**RECORDS TO PROCESS:**
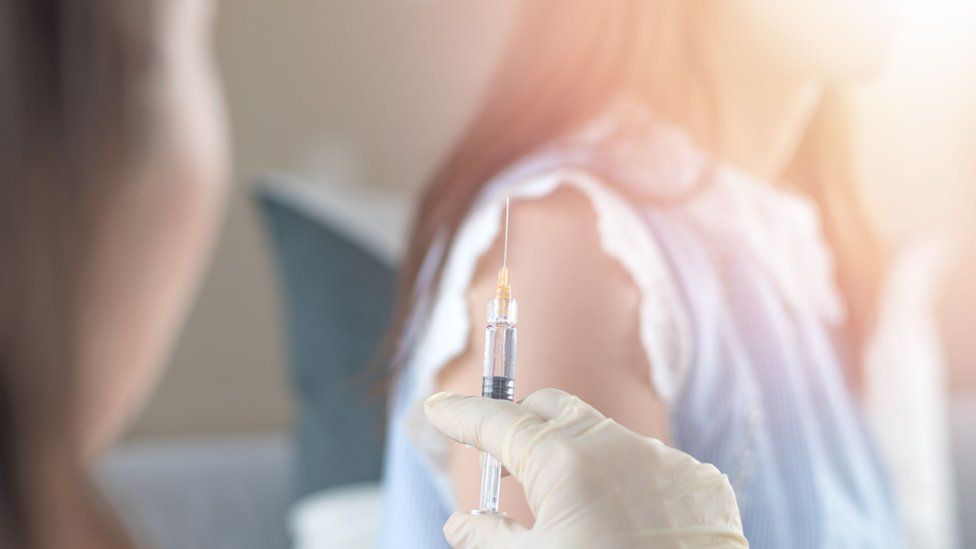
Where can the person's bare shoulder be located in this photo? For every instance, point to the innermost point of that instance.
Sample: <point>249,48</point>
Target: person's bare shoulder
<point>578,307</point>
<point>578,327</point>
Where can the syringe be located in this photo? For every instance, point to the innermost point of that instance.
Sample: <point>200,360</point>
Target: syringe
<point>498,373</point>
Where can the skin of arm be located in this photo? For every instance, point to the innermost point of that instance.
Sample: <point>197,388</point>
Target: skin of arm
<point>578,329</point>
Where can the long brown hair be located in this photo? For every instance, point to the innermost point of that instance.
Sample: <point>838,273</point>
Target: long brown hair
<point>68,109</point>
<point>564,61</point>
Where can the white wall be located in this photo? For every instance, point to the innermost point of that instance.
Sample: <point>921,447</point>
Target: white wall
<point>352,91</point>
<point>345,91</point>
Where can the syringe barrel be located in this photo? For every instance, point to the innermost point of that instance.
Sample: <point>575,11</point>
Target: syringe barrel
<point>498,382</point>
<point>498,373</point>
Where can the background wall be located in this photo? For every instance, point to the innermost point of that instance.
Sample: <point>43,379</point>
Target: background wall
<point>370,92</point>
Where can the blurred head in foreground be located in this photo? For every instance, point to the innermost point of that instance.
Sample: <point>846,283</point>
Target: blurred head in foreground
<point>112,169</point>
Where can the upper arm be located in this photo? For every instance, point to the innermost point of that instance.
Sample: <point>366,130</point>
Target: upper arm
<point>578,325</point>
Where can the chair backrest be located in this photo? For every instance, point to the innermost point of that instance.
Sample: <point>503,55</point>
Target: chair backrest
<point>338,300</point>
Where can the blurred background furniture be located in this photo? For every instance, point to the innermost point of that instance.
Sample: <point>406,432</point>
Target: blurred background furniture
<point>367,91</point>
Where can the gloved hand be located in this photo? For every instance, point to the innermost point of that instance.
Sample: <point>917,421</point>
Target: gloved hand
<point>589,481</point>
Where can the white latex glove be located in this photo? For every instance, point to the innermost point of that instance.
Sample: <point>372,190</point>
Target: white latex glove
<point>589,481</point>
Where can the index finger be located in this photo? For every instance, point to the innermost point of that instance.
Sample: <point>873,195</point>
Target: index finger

**TRY IT:** Everything in the listing above except the pictures should be duplicated exactly.

**ANSWER TO THIS PROBLEM:**
Where can the person's bare shoulder be located in this photo? For every instance, point to the innermost point of that instance.
Sample: <point>249,48</point>
Target: person's bare shoulder
<point>578,307</point>
<point>578,327</point>
Where can the syringe be located in this photo? For every instance, point to the innermost point of that instance.
Sample: <point>200,360</point>
Target: syringe
<point>498,373</point>
Where can the skin of arm be located in this photo? For every instance, point to the innermost point of that instance.
Sample: <point>197,388</point>
Target: skin of arm
<point>578,329</point>
Where can the long brown hair be located in this photo? For every instance, point to the innermost point of that instance.
Sample: <point>838,273</point>
Target: long brown hair
<point>68,109</point>
<point>564,61</point>
Where can the white wall be located in this photo? For every instance, point to the innermost point of that instance.
Sample: <point>921,447</point>
Target: white wall
<point>352,91</point>
<point>345,91</point>
Where can the syringe barrel be located in this photo? For every instance, point to the innermost point of that instance.
Sample: <point>575,11</point>
Target: syringe barrel
<point>498,382</point>
<point>498,373</point>
Where can the background wall be located in this photo? For every instance, point to the innermost point of that instance.
Sample: <point>43,379</point>
Target: background wall
<point>370,92</point>
Where can the blurred head in foreground be located in this photo? For every instance, point to the innermost point of that instance.
Sample: <point>846,283</point>
Target: blurred head in foreground
<point>112,169</point>
Where can the upper arm be located in this photo? For every instance, point to the innermost point of that instance.
Sample: <point>366,130</point>
Target: upper arm
<point>578,325</point>
Where can the chair backrest be located in this photo? For every instance, point to the innermost point of that instance.
Sample: <point>503,55</point>
Target: chair backrest
<point>338,300</point>
Where can the blurred background furniture be located in this photo? For every instance, point to the innermost point of that instance.
Sample: <point>406,432</point>
Target: blurred background furniture
<point>367,91</point>
Where can the gloved hand be located in this photo? For every instance, point to the innermost point of that instance.
Sample: <point>917,421</point>
Target: gloved hand
<point>589,481</point>
Where can the white latex glove be located in this photo? For every instance, point to the innermost point of that instance.
Sample: <point>372,190</point>
Target: white latex glove
<point>589,481</point>
Where can the index finger be located in this photo? For every instance, point to the innermost point of that instance.
Sample: <point>873,195</point>
Target: index finger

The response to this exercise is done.